+++ Passage

Another big interest of ours is the Medicare Advantage program as an agent of value-based care. And we are the first to make the point that more Medicare beneficiaries are enrolled now in MA than in the traditional Medicare program. We think the traditional Medicare program is bifurcating between people with the income to pay for supplemental insurance; and other Medicare recipients are not even enrolled in Part A or Part D. There’s a growing segment of those individuals. Not to put too fine a point on it, but it looks like the traditional Medicare program is bifurcating into pretty well-off beneficiaries and desperate beneficiaries.

Now, let’s look at the implications for the MA program. The payment that goes to MA plans is based on the payment going to traditional Medicare providers. However, these programs are evolving. And saying that plans administering to Medicare Advantage, that payment has to be linked to the norms in traditional Medicare makes less and less sense, particularly for this pool of people only in Part A, makes less and less sense, because they don’t have coverage for doctor care or drugs. So that norm for payment makes zero sense. So this whole issue of the benchmarks needs to be revisited. And you can see that this year in the advance notice that CMS put out and that we’ve responded to in comment letters. Health plans noticed that there was a big increase of people enrolled in MA—they had a surge in utilization and spending late last year. No one knows exactly why; it’s possible that this was related to people delaying care during the pandemic. That wasn’t necessarily true in traditional Medicare. And proposing to pay health plans in 2025 based on older patterns, is not helpful. So we’re hoping that CMS will look at what happened in the fourth quarter of last year in the traditional Medicare program, and possibly adjust Medicare Advantage payments accordingly. I’ll just come back to the fact that these have evolved into two very different programs; and public policy has got to find a way to address it.

++++++
+++ Provided material

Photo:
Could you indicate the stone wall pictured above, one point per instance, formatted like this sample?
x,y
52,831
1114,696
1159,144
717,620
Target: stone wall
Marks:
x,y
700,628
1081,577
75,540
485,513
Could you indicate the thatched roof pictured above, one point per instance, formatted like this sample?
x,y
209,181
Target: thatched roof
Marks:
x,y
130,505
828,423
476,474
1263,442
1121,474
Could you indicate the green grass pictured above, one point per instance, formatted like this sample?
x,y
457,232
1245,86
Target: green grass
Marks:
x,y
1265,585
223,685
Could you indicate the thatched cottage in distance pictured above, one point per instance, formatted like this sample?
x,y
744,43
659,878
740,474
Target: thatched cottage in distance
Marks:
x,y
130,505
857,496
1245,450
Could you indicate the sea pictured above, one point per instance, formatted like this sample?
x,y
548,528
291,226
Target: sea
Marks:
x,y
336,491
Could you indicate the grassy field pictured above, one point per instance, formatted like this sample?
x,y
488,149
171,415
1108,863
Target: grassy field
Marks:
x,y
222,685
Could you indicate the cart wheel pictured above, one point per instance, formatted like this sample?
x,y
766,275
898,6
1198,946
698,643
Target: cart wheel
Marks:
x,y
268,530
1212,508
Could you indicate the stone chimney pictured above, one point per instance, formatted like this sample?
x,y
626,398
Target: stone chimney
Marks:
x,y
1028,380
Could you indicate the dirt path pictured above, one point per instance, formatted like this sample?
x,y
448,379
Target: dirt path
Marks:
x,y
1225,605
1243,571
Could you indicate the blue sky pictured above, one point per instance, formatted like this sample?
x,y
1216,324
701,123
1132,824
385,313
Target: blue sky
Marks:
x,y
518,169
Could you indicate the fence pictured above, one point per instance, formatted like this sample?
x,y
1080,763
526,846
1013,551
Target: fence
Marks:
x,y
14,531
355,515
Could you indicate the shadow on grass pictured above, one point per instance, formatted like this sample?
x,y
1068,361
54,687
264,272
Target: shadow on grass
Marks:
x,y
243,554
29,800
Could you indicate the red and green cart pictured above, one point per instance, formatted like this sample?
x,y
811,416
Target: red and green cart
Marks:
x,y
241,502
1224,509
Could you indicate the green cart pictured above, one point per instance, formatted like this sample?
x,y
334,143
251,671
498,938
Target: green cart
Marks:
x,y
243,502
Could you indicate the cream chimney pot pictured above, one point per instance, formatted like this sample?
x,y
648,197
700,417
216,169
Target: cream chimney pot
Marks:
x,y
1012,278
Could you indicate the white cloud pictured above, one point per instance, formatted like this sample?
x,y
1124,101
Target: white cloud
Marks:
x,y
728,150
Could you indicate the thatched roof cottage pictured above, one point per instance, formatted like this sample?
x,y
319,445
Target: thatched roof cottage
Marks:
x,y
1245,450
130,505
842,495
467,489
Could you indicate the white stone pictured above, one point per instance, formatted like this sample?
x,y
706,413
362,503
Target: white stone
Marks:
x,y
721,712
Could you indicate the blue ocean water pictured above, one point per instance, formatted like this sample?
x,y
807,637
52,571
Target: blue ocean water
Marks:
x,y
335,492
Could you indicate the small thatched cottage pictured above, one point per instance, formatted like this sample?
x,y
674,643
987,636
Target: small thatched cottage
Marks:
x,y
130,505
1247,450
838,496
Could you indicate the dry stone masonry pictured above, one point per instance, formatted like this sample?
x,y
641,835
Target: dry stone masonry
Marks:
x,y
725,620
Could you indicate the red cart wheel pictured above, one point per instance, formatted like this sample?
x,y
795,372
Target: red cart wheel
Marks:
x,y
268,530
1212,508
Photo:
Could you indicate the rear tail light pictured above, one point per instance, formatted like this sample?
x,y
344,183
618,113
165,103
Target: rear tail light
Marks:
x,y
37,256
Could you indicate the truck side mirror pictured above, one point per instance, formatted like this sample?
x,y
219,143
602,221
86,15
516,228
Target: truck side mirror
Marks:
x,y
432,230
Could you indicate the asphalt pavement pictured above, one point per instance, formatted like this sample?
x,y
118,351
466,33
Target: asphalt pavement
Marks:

++++++

● Work instructions:
#1 Restate the paragraph of the Medicare Advantage passage that begins "Another big interest of ours" in fewer words, keeping its main facts.
#2 Reproduce the Medicare Advantage passage between "Another big interest" and "and desperate beneficiaries.", inclusive.
The records aren't needed for this work.

● Task-by-task outputs:
#1 We are also very interested in Medicare Advantage as a vehicle for value-based care, and we were the first to point out that MA now enrolls more Medicare beneficiaries than traditional Medicare does. In our view, traditional Medicare is splitting in two. One group has the income to pay for supplemental insurance. The other is a growing group that is not even enrolled in Part A or Part D. Put bluntly, traditional Medicare is dividing into fairly well-off beneficiaries and desperate ones.

#2
Another big interest of ours is the Medicare Advantage program as an agent of value-based care. And we are the first to make the point that more Medicare beneficiaries are enrolled now in MA than in the traditional Medicare program. We think the traditional Medicare program is bifurcating between people with the income to pay for supplemental insurance; and other Medicare recipients are not even enrolled in Part A or Part D. There’s a growing segment of those individuals. Not to put too fine a point on it, but it looks like the traditional Medicare program is bifurcating into pretty well-off beneficiaries and desperate beneficiaries.